Quote every line of the material beneath this one.

___ Material to process

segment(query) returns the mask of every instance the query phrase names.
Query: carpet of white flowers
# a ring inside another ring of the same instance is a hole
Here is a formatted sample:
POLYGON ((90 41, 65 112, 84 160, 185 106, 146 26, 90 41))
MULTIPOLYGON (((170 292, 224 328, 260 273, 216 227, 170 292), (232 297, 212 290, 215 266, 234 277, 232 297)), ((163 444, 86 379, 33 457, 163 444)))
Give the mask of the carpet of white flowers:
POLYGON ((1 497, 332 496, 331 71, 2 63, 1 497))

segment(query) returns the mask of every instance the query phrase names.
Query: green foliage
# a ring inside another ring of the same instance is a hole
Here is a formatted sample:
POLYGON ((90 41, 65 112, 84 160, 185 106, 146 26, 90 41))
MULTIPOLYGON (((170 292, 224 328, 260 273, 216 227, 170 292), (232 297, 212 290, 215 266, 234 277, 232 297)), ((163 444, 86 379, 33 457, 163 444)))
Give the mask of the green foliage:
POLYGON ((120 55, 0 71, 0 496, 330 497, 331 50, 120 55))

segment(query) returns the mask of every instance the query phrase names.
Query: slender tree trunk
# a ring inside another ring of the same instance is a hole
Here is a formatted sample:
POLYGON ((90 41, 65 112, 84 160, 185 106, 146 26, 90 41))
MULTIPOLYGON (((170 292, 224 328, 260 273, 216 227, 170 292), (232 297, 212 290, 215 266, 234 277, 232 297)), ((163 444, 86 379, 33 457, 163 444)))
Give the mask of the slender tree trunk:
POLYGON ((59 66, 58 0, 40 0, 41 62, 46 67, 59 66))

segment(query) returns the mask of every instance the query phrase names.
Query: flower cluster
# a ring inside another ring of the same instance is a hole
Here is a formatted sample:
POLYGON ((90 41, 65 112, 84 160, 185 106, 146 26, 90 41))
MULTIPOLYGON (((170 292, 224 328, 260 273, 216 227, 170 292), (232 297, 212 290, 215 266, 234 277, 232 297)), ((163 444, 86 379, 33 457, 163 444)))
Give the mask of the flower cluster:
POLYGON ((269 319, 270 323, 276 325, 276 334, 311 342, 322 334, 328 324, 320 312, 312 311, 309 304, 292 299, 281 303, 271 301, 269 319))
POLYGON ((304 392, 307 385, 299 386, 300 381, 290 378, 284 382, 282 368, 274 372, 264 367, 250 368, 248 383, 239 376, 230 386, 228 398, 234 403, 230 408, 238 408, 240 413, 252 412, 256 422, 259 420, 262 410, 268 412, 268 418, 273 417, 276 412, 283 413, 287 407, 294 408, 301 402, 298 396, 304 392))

______

Exercise result:
segment(query) returns the mask of every instance the query phrase names.
Query: carpet of white flowers
# a ring inside another ring of the same instance is a hole
Here is a formatted sample:
POLYGON ((90 41, 65 112, 84 160, 185 106, 146 26, 90 41))
MULTIPOLYGON (((170 292, 224 328, 260 273, 216 227, 170 292), (232 297, 212 290, 215 266, 234 277, 232 297)), ((163 444, 86 379, 33 457, 163 444)))
Give the mask of the carpet of white flowers:
POLYGON ((1 497, 332 496, 331 71, 2 63, 1 497))

segment(query) returns the mask of every instance the query phrase names.
Query: green foliage
# a ring inside another ring of the same instance is a hole
Here is a formatted sample:
POLYGON ((90 41, 65 112, 84 160, 185 106, 146 26, 90 41))
MULTIPOLYGON (((170 292, 224 328, 260 273, 216 227, 170 292), (232 297, 212 290, 215 266, 234 277, 232 297)), ((163 444, 86 379, 33 457, 163 444)))
Give the mask of the green foliage:
POLYGON ((120 55, 0 71, 0 496, 330 497, 331 50, 120 55))

segment(query) returns the mask of every instance the query phrase names.
Query: slender tree trunk
# a ring inside another ring of the same instance is a hole
Here is a formatted sample:
POLYGON ((90 41, 65 112, 84 160, 185 106, 146 26, 90 41))
MULTIPOLYGON (((170 292, 224 328, 260 273, 216 227, 170 292), (232 297, 212 290, 215 266, 234 277, 232 297)), ((163 444, 86 379, 33 457, 163 444)))
Give the mask of the slender tree trunk:
POLYGON ((59 66, 58 0, 40 0, 41 62, 46 67, 59 66))

segment(query) returns the mask of every instance the query phrase names.
Query: flower cluster
# a ring inside another ring of the same instance is a hole
Here is a formatted sample:
POLYGON ((90 41, 65 112, 84 160, 185 106, 146 26, 90 41))
MULTIPOLYGON (((170 292, 224 328, 260 273, 216 227, 170 292), (232 297, 212 290, 215 266, 234 277, 232 297)), ((163 444, 86 379, 33 457, 163 444)))
Give the mask of the flower cluster:
POLYGON ((269 319, 270 323, 276 325, 276 334, 311 342, 322 334, 328 324, 320 312, 312 311, 309 304, 292 299, 281 303, 271 301, 269 319))
POLYGON ((304 392, 307 385, 299 386, 300 381, 290 378, 284 382, 282 368, 274 372, 264 367, 250 368, 248 383, 239 376, 230 386, 228 398, 234 403, 230 408, 238 408, 240 413, 252 412, 256 422, 259 420, 262 410, 268 412, 268 418, 273 417, 276 412, 283 413, 287 407, 294 408, 301 402, 298 396, 304 392))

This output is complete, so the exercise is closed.